• [To do]:
A) In the forum thread on MongoDB and Postgres, after which MongoDB change did the team that began with Postgres add MongoDB support?
B) Decide whether each statement agrees with the forum thread on MongoDB and Postgres. Answer yes or no for each and quote the words of the thread that decide it.
(i) Changing the storage engine while keeping the wire protocol makes migrating off Mongo much cheaper.
(ii) Searching inside JSON arrived early in MongoDB.
(iii) KV databases are named as an exception to the claim that no NoSQL database claim has been shown true.
C) Reproduce the forum thread on MongoDB and Postgres from "Lol. No relational" up to and including "for a reason.".

-- start Passage provided --

I think the reason that a there are so many MongoDB wire compatible projects (like this postgres extension from microsoft, and ferretdb) is because people have systems that have MongoDB clients built into their storage layers but don't want to be running on MongoDB anymore, exactly because "performance, scale, and flexibility hit a wall".
If you can change the storage engine, but keep the wire protocol, it makes migrating off Mongo an awful lot cheaper.
MongoDB's protocol has fewer features (RIP easy synchronization and replication) but worse is better and if the "core" feature of a database it its query language, then the best/worst query language won, the simple, dumb, easy to replicate one.
We started with Postgres and added support for MongoDB after they deprecated Atlas Device Sync in September last year.
For known attributes the model based on rigid tables having strict typing, with unknowns placed in one or more JSON fields works best for me. I mean for example there like 100 known attributes of a product, and the category-specific ones, the unknowns generated dynamically at runtime, go to the "product_attributes" JSON column.
You can do actual searches inside the JSON, index the table with JSONB contents etc. Things that became available in MongoDB very very late.
Going from 150ms to 8ms and 80% CPU reduction does not make any sense perf wise. I stand my point it's missing a lot of details in your post and probably miss usage.
Postgres has a good-enough (if not better) document DB inside it, but it also has a billion other features and widespread adoption. Mongo needs a huge benefit somewhere to justify using it.
Edit: on top of that, very few things that you store in the DB are non-relational. So you will always end up recreating a relational database on top of any NoSQL database. So why bother when you can just go for a RDBMS from the start?
Sure you can implement things to make it better, but it's layers added that balloon the complexity. Most robust systems end up requiring more than one type of database. It is nice to work on projects with a limited scope where RDBMS is good enough.
Lol. No relational database slows to a crawl on `is_deleted=true` or versioning
In general so far not a single claim by NoSQL databases has been shown to be true. Except KV databases, as they have their own uses
There's a large amount of solutions for different kinds of data for a reason.
> ... takes solutions that require engineering teams.

-- end Passage provided --
-- start Recorded data --

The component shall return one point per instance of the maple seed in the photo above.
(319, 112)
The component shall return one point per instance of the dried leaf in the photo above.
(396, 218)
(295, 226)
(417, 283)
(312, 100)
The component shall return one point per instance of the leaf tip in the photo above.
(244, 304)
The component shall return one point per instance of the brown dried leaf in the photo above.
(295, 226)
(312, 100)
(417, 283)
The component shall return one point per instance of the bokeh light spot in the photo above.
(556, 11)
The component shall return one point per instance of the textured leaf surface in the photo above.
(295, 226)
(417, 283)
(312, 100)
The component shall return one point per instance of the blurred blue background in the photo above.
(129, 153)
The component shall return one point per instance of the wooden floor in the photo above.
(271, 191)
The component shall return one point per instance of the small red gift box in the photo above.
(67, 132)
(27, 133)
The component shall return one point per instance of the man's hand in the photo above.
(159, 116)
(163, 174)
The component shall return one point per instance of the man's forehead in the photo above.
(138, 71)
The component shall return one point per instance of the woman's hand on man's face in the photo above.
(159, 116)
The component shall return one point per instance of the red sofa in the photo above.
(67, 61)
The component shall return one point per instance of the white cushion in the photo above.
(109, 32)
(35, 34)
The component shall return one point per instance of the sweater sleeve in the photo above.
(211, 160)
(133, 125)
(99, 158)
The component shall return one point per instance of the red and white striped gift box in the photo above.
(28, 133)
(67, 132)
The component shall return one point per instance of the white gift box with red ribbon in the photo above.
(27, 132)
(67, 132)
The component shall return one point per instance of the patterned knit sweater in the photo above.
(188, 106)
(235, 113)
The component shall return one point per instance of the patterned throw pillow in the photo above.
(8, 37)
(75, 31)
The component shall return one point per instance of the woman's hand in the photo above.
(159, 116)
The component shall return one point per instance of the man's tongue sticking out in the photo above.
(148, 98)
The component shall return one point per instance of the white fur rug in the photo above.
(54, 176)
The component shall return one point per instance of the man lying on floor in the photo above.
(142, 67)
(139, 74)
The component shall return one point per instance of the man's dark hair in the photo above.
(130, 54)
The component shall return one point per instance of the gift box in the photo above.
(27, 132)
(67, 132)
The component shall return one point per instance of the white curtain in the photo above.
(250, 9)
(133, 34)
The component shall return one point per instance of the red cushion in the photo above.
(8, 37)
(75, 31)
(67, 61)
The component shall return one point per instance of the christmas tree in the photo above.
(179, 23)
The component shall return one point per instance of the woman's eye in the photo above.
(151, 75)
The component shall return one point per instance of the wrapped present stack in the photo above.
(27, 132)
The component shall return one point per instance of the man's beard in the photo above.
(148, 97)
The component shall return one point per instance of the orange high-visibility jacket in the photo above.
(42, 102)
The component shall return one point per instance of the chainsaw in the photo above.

-- end Recorded data --

• [Exercise answers]:
A) They added it after MongoDB deprecated Atlas Device Sync in September last year.

B)
(i) Yes: "it makes migrating off Mongo an awful lot cheaper"
(ii) No: "Things that became available in MongoDB very very late."
(iii) Yes: "Except KV databases, as they have their own uses"

C)
Lol. No relational database slows to a crawl on `is_deleted=true` or versioning
In general so far not a single claim by NoSQL databases has been shown to be true. Except KV databases, as they have their own uses
There's a large amount of solutions for different kinds of data for a reason.